Required work:
Gather every line below that contains the word "lamp" and copy each one in full. Case counts.

Data shown:
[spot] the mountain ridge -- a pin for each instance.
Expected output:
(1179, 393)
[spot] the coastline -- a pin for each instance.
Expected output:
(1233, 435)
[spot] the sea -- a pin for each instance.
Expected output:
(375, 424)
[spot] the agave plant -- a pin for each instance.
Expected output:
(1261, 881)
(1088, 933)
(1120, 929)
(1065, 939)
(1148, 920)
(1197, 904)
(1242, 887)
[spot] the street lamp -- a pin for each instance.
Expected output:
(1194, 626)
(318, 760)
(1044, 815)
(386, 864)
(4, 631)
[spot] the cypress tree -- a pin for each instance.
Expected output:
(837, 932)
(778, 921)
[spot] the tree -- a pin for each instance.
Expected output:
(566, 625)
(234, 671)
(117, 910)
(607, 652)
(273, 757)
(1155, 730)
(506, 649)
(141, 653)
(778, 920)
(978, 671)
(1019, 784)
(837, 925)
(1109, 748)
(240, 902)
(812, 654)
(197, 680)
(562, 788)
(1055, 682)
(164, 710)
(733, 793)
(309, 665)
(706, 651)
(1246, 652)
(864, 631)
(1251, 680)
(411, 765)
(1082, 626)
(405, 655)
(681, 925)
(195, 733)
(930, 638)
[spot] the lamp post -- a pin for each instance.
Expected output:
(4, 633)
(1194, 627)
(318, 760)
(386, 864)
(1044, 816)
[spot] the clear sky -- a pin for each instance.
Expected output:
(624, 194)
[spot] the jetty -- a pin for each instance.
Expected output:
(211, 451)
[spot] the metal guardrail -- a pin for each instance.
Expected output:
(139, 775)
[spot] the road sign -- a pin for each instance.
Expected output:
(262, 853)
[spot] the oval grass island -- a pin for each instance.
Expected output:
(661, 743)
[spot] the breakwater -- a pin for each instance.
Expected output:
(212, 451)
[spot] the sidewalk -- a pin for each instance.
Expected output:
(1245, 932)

--

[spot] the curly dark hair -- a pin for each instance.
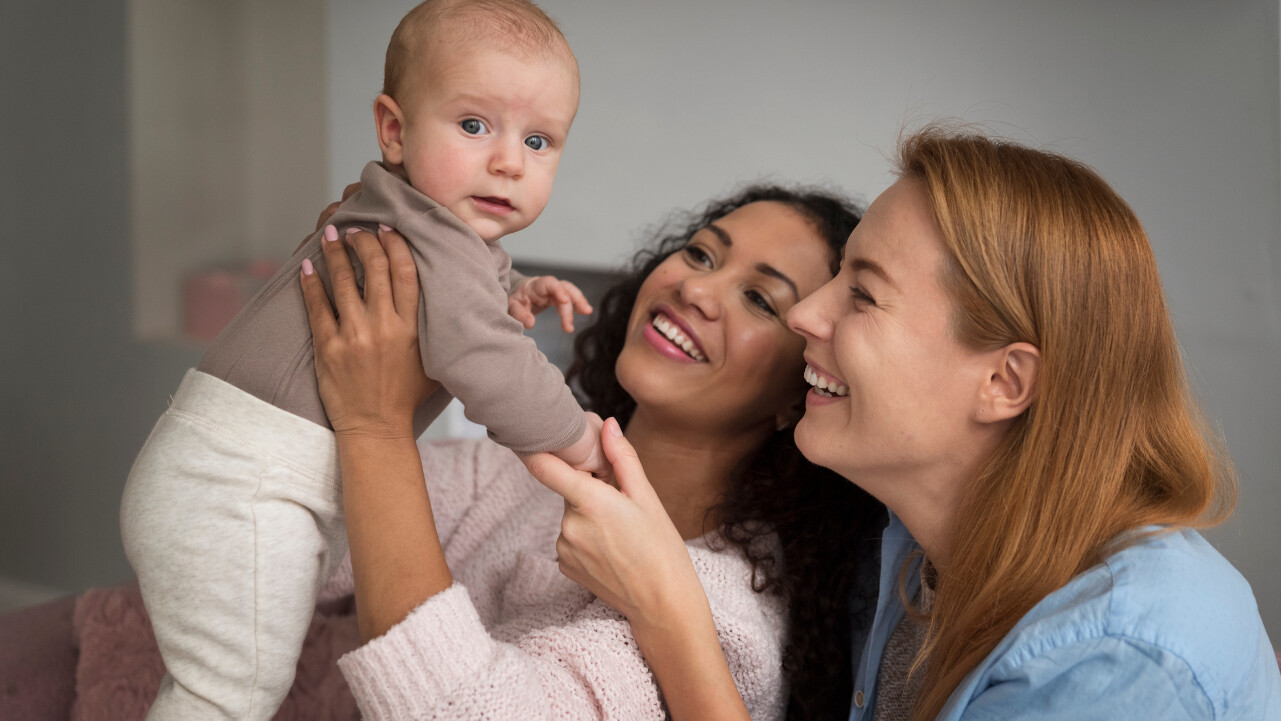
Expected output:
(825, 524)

==

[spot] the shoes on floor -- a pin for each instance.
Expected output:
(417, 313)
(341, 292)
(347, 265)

Answer below:
[spot] the street lamp -- a pin for each instance.
[spot] the lamp post -- a pin for each instance.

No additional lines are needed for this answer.